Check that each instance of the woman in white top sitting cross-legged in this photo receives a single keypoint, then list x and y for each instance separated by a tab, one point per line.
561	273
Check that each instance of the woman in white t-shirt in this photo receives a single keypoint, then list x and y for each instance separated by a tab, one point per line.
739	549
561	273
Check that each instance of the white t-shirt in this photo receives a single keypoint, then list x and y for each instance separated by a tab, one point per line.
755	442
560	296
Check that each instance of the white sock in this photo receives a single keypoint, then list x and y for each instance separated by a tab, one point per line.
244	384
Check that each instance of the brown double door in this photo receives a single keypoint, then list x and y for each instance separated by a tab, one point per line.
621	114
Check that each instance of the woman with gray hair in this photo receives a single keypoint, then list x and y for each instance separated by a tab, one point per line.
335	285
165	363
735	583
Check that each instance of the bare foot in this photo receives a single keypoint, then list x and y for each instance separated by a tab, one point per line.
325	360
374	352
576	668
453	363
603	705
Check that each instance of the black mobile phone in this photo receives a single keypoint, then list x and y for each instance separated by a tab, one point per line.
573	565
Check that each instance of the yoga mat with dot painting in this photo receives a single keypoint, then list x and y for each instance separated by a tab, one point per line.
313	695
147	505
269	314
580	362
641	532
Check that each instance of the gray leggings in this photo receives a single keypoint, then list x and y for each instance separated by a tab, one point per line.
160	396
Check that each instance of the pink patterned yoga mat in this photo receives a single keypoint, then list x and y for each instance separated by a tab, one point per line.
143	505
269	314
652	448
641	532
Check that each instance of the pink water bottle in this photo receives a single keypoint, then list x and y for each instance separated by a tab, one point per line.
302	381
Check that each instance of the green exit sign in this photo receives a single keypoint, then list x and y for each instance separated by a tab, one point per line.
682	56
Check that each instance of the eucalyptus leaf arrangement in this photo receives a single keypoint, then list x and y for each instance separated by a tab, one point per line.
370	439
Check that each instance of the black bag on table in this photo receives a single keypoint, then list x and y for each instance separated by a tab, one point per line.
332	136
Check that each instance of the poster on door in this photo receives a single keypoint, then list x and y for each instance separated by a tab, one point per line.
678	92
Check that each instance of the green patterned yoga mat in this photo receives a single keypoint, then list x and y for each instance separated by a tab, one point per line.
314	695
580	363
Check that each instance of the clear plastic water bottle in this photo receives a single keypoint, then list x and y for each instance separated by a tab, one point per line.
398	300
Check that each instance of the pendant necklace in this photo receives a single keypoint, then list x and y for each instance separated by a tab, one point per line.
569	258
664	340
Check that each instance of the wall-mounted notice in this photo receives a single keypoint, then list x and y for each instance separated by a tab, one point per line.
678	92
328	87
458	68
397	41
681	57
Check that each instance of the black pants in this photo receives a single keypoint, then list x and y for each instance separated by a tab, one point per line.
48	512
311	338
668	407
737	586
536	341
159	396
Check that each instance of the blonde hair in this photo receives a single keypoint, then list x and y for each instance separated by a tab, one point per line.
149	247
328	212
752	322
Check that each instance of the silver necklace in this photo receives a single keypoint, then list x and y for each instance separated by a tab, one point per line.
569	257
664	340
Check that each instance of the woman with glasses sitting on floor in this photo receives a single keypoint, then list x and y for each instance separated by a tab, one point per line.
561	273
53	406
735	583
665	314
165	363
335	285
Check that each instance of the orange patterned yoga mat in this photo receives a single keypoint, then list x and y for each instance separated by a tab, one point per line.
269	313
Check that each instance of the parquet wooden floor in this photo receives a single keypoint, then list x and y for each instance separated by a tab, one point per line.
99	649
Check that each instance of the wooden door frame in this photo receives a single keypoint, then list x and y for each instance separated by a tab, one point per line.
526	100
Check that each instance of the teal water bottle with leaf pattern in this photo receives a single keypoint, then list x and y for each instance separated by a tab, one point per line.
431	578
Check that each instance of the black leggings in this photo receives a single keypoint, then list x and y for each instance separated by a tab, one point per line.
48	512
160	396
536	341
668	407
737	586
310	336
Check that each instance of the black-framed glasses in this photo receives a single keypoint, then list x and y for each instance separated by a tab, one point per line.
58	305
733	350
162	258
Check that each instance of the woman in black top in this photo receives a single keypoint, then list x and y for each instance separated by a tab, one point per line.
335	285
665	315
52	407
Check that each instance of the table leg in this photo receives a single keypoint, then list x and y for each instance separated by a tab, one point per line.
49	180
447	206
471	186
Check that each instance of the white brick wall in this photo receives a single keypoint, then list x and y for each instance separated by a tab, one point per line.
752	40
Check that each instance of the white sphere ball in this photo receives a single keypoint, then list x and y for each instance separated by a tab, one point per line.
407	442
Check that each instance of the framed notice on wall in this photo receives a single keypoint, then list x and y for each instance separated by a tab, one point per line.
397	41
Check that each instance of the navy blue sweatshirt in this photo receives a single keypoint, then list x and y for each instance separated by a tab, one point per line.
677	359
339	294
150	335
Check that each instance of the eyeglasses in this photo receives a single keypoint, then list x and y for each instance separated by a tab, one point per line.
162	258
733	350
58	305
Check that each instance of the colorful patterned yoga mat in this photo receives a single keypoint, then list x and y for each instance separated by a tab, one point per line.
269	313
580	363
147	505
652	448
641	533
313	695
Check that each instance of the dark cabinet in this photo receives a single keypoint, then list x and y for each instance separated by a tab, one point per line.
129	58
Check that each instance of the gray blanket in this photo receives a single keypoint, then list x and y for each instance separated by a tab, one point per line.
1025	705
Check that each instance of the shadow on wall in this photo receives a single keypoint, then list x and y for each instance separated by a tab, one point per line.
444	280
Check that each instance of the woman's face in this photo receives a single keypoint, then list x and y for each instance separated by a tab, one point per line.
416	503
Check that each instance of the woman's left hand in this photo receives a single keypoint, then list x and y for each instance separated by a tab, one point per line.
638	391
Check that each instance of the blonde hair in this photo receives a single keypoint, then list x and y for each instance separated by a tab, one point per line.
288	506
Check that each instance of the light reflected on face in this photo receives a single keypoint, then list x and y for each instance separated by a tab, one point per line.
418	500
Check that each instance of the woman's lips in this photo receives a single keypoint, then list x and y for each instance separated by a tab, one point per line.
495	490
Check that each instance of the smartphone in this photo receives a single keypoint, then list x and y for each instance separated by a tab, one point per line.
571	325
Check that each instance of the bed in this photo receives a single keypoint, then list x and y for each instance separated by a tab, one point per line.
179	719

☆ ☆ ☆ ☆ ☆ ☆ ☆

▶ [Your objective]:
The records above must be printed again in full, exactly as written.

▶ [Response to this exercise]:
Check that each instance of the woman in white top sitting cross-legged in this photo receives a single keypoint, then list x and y for each instance separated by a tab, one point per line.
561	273
Check that each instance of the woman in white t-shirt in this photo receives a single keypoint, then list x and y for each instance separated by a tab, one point per line.
739	549
561	273
Check that each instance of the white t-shirt in this photo receives a single keypoint, then list x and y for each instance separated by a tab, one point per line.
755	442
560	296
Check that each instance of the white sock in this photo receives a single keypoint, then list x and y for each instance separated by a tab, one point per line.
244	384
Check that each instance of the brown double door in this photo receives a single keypoint, then list x and y for each instance separated by a tab, one point per line.
621	114
Check that each instance of the woman with gray hair in this photo receives a single keypoint, then list x and y for each instance separated by a tab, one point per line.
335	285
165	363
735	583
Check that each instance of the bare foot in this photo receives a single keypoint, then list x and y for each instance separated by a tab, one point per line.
325	360
374	352
576	668
453	363
603	705
Check that each instance of the black mobile phone in this photo receives a single keypoint, then list x and y for each instance separated by a tab, one point per line.
573	565
Check that each instance of the yoga mat with dot painting in this photo receives a single keypoint, then list x and y for each instance separated by a tab, one point per line.
313	695
147	505
269	314
580	362
641	532
Check that each instance of the gray leggings in this photo receives a single keypoint, then list x and y for each instance separated by a tab, one point per line.
160	396
Check that each instance of the pink patterned yoga mat in this photo receives a single keypoint, then list x and y for each instance separated by a tab, one point per line.
143	505
269	314
652	448
641	532
Check that each instance of the pink water bottle in this photo receives a single keypoint, then list x and y for each instance separated by a tab, one point per line.
302	381
Check that each instance of the green exit sign in this photo receives a single keypoint, then list x and y for each instance separated by a tab, one point per line.
682	56
Check that each instance of the eucalyptus leaf arrangement in this photo receives a single keypoint, then list x and y for each instance separated by a tab, one point per line.
370	439
Check that each instance of the black bag on table in this photo receives a single keypoint, then list x and y for each instance separated by a tab, one point per line.
332	136
Check that each instance of the poster on door in this photo receives a single keypoint, then list x and y for each instance separated by a tab, one point per line.
678	92
Check that each instance of the green patterned yoga mat in this photo receives a single keypoint, then list x and y for each instance separated by a tab, one point per line.
314	695
580	363
Check that each instance of the clear plastic water bottle in this photo receives a single keypoint, then list x and y for each instance separated by a tab, one point per line.
398	300
Check that each instance of the pendant necklace in this photo receives a single keypoint, then list x and y for each instance separated by a tab, one point per line.
569	258
664	340
Check that each instance of the wall-mounted notice in this photo receives a single keypoint, then list x and y for each instance separated by a tab, one point per line.
678	92
328	87
458	68
397	41
681	57
Check that each instance of the black pants in this photo receives a single keypoint, then list x and y for each instance separated by a tab, one point per line.
48	512
311	338
668	407
737	586
536	341
159	396
Check that each instance of the blonde hair in this photo receives a single keypoint, then list x and y for each instance separated by a tab, one point per line.
149	247
328	212
752	322
Check that each instance of the silver necklace in this photo receives a single keypoint, then list x and y for each instance separated by a tab, one point per line.
569	257
664	340
Check that each instance of the woman with glasses sitting on floor in this photo receives a single keypoint, then list x and y for each instance separated by a tab, one point per line.
561	273
53	406
735	583
665	314
165	363
335	285
Check that each instance of the orange patterned yoga mat in this photo receives a single keypoint, then list x and y for each instance separated by a tab, one point per line.
269	313
Check that each instance of the parquet wooden floor in this photo receives a single keypoint, then list x and y for each instance separated by a tab, one point per line.
99	649
Check that each instance of the wooden door frame in this photo receives a single keypoint, then list x and y for each instance separated by a tab, one point per line.
526	100
Check that each instance of the teal water bottle with leaf pattern in this photo receives a single keypoint, then list x and y for each instance separated by a tab, one point per line.
431	578
Check that each instance of the black leggings in this photo receives a single keypoint, then list x and y for each instance separated by a tab, one point per line.
48	512
160	396
536	341
668	407
737	586
310	336
Check that each instance of the black-framed glasses in this photo receives a single keypoint, then list x and y for each instance separated by a tab, one point per line.
58	305
733	350
162	258
Check that each instance of the woman in black top in this photo receives a single keypoint, then list x and y for each instance separated by a tab, one point per line.
335	285
665	315
52	407
Check that each instance of the table leg in this photo receives a single keypoint, then list x and y for each instance separated by a tab, one point per line.
49	180
447	206
471	186
Check that each instance of the white brick wall in this photo receives a single keypoint, then list x and y for each instance separated by a tab, one point per line.
752	40
Check that each instance of the white sphere ball in this photo receives a single keypoint, then list x and y for each instance separated by a tab, one point per line.
407	442
Check that each instance of the framed notice on wall in this photo receives a single keypoint, then list x and y for each instance separated by a tab, one point per line.
397	41
Check that each instance of the navy blue sweatshirt in this photo receives a single keypoint, then list x and y for each instance separated by a tab, one point per line.
677	359
339	294
150	335
Check that each instance of the eyeglasses in this photo receives a single keypoint, then list x and y for each instance separated by a tab, one point per line.
162	258
733	350
58	305
Check that each instance of the colorful patterned yoga mat in this photo receives a single keypoint, then list x and y for each instance separated by a tab, one point per line.
269	313
580	363
147	505
652	448
641	533
313	695
Check that each instance of the dark cabinet in this photo receives a single keypoint, then list x and y for each instance separated by a tab, one point per line.
129	58
Check that each instance of the gray blanket in this photo receives a single keypoint, then list x and y for each instance separated by a tab, one point per line.
1025	705
Check that each instance of the shadow on wall in this photo receives a single keypoint, then list x and y for each instance separated by a tab, one point per line.
444	280
Check that each instance of the woman's face in this photo receives a single keypoint, then list x and y for each instance separated by a tab, one point per line.
416	503
Check that each instance of the woman's left hand in this photo receives a single keypoint, then list x and y for each instance separated by a tab, one point per line.
638	391
Check that each instance of the blonde hair in this photo receives a single keypoint, then list x and y for each instance separated by a tab, one point per line.
288	506
Check that each instance of the light reflected on face in this photo receives a single keypoint, then list x and y for each instance separated by a tab, one point per line.
418	500
Check that each instance of the woman's lips in this photo receives a single keypoint, then list x and y for each instance separated by a tab, one point per line.
495	490
Check that each instance of the smartphone in this photo receives a single keypoint, then list x and y for each instance separated by a tab, one point per line.
571	325
Check that each instance of the bed in this photo receives a single keypoint, then list x and y for each instance separated by a tab, one point per line.
179	719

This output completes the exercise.